On 18.05.24 09:01, Russell King (Oracle) wrote:
> On Fri, May 17, 2024 at 08:24:19PM -0700, Guenter Roeck wrote:
>> On 5/17/24 16:37, Russell King (Oracle) wrote:
>>> On Fri, May 17, 2024 at 04:34:06PM -0700, Guenter Roeck wrote:
>>>> On 5/17/24 15:22, Russell King (Oracle) wrote:
>>>>> On Fri, May 17, 2024 at 03:09:12PM -0700, Guenter Roeck wrote:
>>>>>> On Fri, Mar 15, 2024 at 11:47:55AM +0000, Russell King (Oracle) wrote:
>>>>>>> Report an error when an attempt to register a clkdev entry results in a
>>>>>>> truncated string so the problem can be easily spotted.

■ DATA SUPPLIED:
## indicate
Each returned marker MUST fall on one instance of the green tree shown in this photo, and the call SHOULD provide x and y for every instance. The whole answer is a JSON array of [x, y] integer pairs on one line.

...

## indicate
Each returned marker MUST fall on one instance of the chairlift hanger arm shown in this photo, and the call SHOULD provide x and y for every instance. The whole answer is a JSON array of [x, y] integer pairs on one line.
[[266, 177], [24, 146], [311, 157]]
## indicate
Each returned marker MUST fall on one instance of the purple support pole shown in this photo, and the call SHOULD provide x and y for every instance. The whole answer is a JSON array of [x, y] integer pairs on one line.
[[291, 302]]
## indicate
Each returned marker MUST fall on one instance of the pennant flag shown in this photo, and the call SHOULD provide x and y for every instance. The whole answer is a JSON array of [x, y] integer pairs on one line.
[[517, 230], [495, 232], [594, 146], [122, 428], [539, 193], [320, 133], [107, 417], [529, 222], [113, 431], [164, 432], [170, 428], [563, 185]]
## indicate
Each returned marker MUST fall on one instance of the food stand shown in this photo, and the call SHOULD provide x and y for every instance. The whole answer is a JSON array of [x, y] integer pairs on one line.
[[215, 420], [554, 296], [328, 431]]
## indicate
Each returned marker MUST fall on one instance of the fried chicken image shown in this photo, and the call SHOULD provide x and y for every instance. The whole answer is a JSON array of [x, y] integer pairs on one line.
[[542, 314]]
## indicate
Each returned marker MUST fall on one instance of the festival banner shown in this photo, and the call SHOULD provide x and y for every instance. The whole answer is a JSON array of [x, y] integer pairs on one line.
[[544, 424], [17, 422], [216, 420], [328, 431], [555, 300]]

---

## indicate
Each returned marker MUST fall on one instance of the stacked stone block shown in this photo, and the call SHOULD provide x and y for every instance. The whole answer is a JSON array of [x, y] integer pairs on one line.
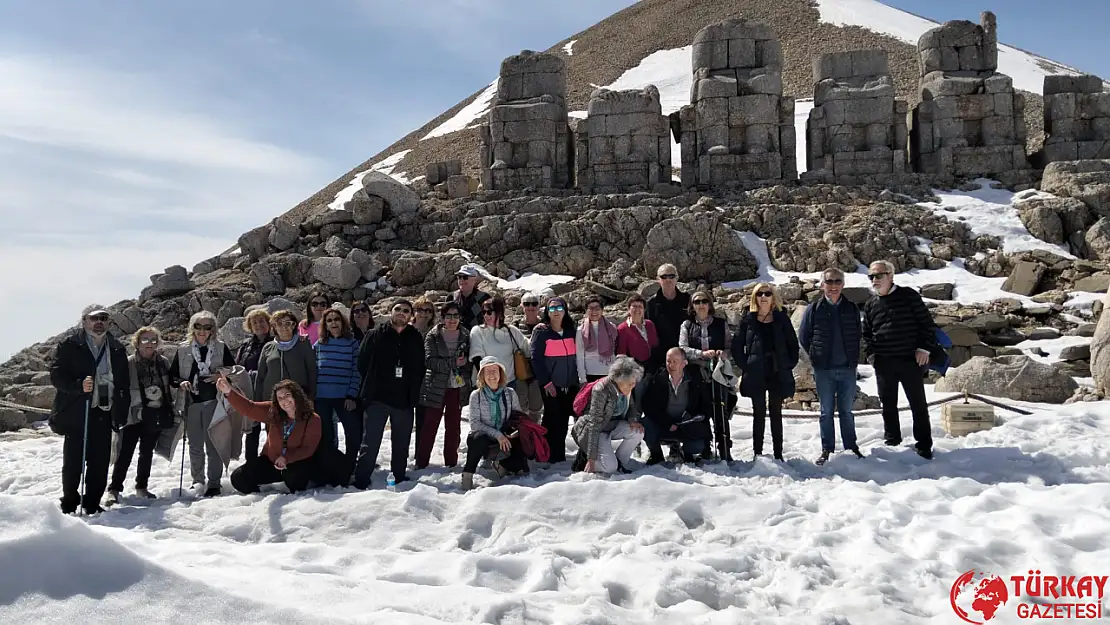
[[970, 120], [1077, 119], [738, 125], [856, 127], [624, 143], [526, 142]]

■ PROBLEMS:
A) In the email thread, under what condition does the patch report an error?
B) List every date and time given in the attribution lines of the email thread.

■ SOLUTION SET:
A) When an attempt to register a clkdev entry results in a truncated string.

B)
- 18.05.24 09:01
- Fri, May 17, 2024 at 08:24:19PM -0700
- 5/17/24 16:37
- Fri, May 17, 2024 at 04:34:06PM -0700
- 5/17/24 15:22
- Fri, May 17, 2024 at 03:09:12PM -0700
- Fri, Mar 15, 2024 at 11:47:55AM +0000